● Document text
# Has anyone seen this?



## kmangal16 (Mar 26, 2013)

The Cathedral Rose Window Afghan.

http://www.anniescatalog.com/detail.html?prod_id=21741&source=fcebkaa

How beautiful. Oh how I wish I could crochet.


----------



## Chrissy (May 3, 2011)

That is stunning!!
Why don't you learn? Lots of youtube videos to show you how. :thumbup:


----------



## linda6200 (Oct 11, 2011)

Crochet is easy. I have a friend who crochets but can't seem to learn knitting.

I have seen this made up, and it is indeed beautiful.


----------



## kmangal16 (Mar 26, 2013)

Chrissy said:


> That is stunning!!
> Why don't you learn? Lots of youtube videos to show you how. :thumbup:


I used to crochet doilies many moons ago and have also made hats, and I keep promising myself that I will relearn, but so far, haven't found the time. Would really love to make this though.

I might just take a look on YouTube.


----------



## Oldies (Feb 3, 2012)

It is beautiful. I made one for my daughter and one for myself. The only bad feature was all the ends I had to weave in. If you learn to crochet you can do this. It's too heavy for a wall hanging. I have mine draped over a quilt rack.


----------



## bwtyer (Oct 31, 2012)

Someone posted theirs here a while back- really beautiful - i can see why they had requests for it.


----------



## nnyl (Oct 3, 2012)

I made this a few years ago and made it much bigger, gave it to a Monsignor friend of mine. Lots of ends to sew in, but, it was more than worth it. Lynn


----------



## virginia42 (Mar 13, 2011)

Chrissy said:


> That is stunning!!
> Why don't you learn? Lots of youtube videos to show you how. :thumbup:


I was thinking the same thing. Never to late to learn. I taught myself 3 years ago at age 68.


----------



## no1girl (Sep 4, 2012)

glorious!!!!!!!!!!! stunning.


----------



## lerryngal (Nov 17, 2012)

kmangal16 said:


> The Cathedral Rose Window Afghan.
> 
> http://www.anniescatalog.com/detail.html?prod_id=21741&source=fcebkaa
> 
> How beautiful. Oh how I wish I could crochet.


 Me too!!! People keep putting me onto you-tube links, but being a knitter for so many years, I just cannot get the hang of crochet. I tend to want to hold the hook like I hold my knitting needles, and it just won't work.


----------



## kiwiannie (Jul 30, 2011)

Very beautiful.


----------



## bagibird (Sep 30, 2012)

lerryngal said:


> Me too!!! People keep putting me onto you-tube links, but being a knitter for so many years, I just cannot get the hang of crochet. I tend to want to hold the hook like I hold my knitting needles, and it just won't work.


Yes, it will work!! Don't worry about how you hold the hook, just make the stitches however you feel comfortable. Truly, it will work. My granmother taught me to crochet when I was 7. She held her hook like a pencil, but I grab hold of mine like a knife. Doesn't matter - the end result is the same. I even wind my yarn the "wrong"way around the hook. Doesn't matter a scrap.

Excerpts from a pointing dataset:
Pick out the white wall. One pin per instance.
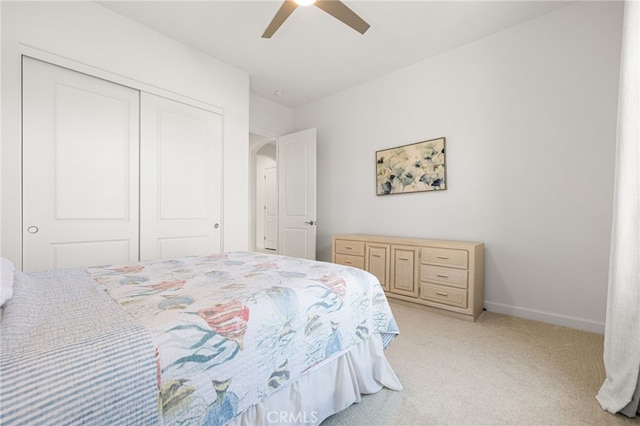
(529, 115)
(89, 34)
(268, 118)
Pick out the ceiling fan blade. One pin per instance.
(340, 11)
(287, 8)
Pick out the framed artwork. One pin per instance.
(411, 168)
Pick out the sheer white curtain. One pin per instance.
(621, 389)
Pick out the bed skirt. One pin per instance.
(326, 389)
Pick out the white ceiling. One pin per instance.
(314, 55)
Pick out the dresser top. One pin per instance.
(408, 241)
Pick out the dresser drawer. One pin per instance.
(350, 260)
(446, 276)
(445, 257)
(350, 247)
(445, 295)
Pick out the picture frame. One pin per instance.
(415, 167)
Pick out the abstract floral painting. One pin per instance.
(411, 168)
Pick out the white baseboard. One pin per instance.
(548, 317)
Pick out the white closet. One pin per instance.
(112, 174)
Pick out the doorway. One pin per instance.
(264, 193)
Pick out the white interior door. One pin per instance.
(297, 194)
(180, 179)
(80, 169)
(271, 209)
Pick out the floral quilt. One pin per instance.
(231, 329)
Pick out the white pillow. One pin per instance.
(7, 270)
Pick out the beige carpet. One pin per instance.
(499, 370)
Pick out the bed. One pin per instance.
(236, 338)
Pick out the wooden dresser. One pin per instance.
(447, 276)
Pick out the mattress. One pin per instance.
(230, 338)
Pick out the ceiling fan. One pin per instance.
(335, 8)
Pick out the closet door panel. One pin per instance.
(180, 178)
(80, 169)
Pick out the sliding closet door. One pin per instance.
(180, 179)
(80, 169)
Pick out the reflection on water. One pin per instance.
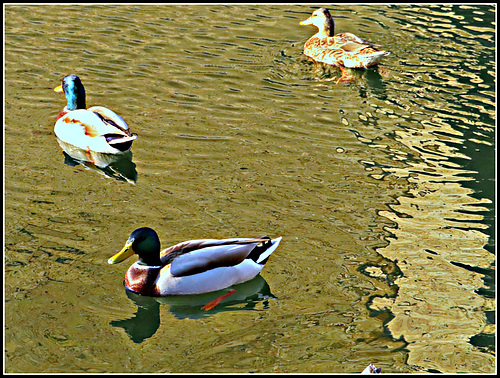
(146, 321)
(117, 166)
(382, 186)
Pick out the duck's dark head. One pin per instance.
(74, 92)
(145, 243)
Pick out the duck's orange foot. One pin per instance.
(210, 305)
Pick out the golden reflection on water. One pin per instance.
(241, 135)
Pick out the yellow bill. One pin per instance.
(124, 254)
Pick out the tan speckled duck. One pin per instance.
(95, 129)
(342, 50)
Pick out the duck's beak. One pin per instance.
(306, 22)
(124, 254)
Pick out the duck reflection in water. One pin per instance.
(117, 166)
(244, 297)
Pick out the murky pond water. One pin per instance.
(382, 187)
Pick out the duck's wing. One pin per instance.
(116, 123)
(196, 256)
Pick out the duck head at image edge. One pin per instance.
(95, 129)
(194, 266)
(341, 50)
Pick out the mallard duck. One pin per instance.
(95, 129)
(342, 50)
(194, 266)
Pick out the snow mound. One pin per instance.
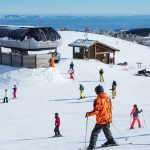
(24, 77)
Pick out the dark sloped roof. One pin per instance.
(88, 43)
(38, 33)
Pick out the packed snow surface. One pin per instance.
(27, 123)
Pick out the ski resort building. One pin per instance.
(92, 49)
(21, 40)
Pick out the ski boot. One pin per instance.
(110, 143)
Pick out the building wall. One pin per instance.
(27, 61)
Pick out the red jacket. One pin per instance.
(57, 121)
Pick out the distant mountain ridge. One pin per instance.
(72, 22)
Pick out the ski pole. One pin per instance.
(119, 132)
(86, 130)
(143, 118)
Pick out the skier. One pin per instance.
(52, 61)
(135, 113)
(102, 109)
(14, 91)
(5, 97)
(71, 73)
(114, 84)
(71, 66)
(101, 72)
(81, 88)
(57, 125)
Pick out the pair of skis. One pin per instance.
(130, 143)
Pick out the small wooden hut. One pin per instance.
(21, 40)
(92, 49)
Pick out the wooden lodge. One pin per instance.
(92, 49)
(22, 40)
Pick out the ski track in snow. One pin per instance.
(27, 122)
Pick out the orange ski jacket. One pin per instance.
(102, 109)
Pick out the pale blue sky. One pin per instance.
(69, 7)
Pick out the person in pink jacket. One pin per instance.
(135, 113)
(14, 91)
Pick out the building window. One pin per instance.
(77, 50)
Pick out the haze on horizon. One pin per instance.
(75, 7)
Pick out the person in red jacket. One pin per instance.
(57, 125)
(14, 91)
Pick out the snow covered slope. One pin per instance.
(27, 123)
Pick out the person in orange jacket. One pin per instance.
(52, 61)
(102, 109)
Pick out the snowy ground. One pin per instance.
(26, 123)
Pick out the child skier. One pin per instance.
(101, 72)
(57, 125)
(14, 91)
(114, 84)
(6, 96)
(71, 66)
(81, 88)
(71, 73)
(52, 61)
(135, 112)
(102, 109)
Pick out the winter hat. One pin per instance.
(99, 89)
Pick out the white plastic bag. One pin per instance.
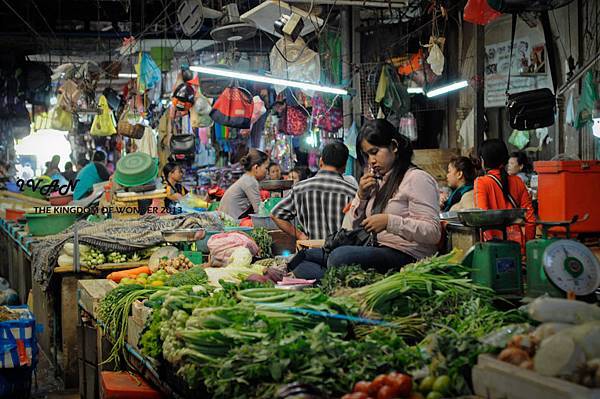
(408, 126)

● Challenge 1
In the thread about the afghan, list each poster whose reply opens by quoting someone else's post, and give the name of the person quoted.
● Challenge 2
From the thread about the afghan, copy word for word the passage starting with "## Oldies (Feb" and going on through "requests for it.".

● Task solution 1
- kmangal16 quotes Chrissy
- virginia42 quotes Chrissy
- lerryngal quotes kmangal16
- bagibird quotes lerryngal

● Task solution 2
## Oldies (Feb 3, 2012)

It is beautiful. I made one for my daughter and one for myself. The only bad feature was all the ends I had to weave in. If you learn to crochet you can do this. It's too heavy for a wall hanging. I have mine draped over a quilt rack.


----------



## bwtyer (Oct 31, 2012)

Someone posted theirs here a while back- really beautiful - i can see why they had requests for it.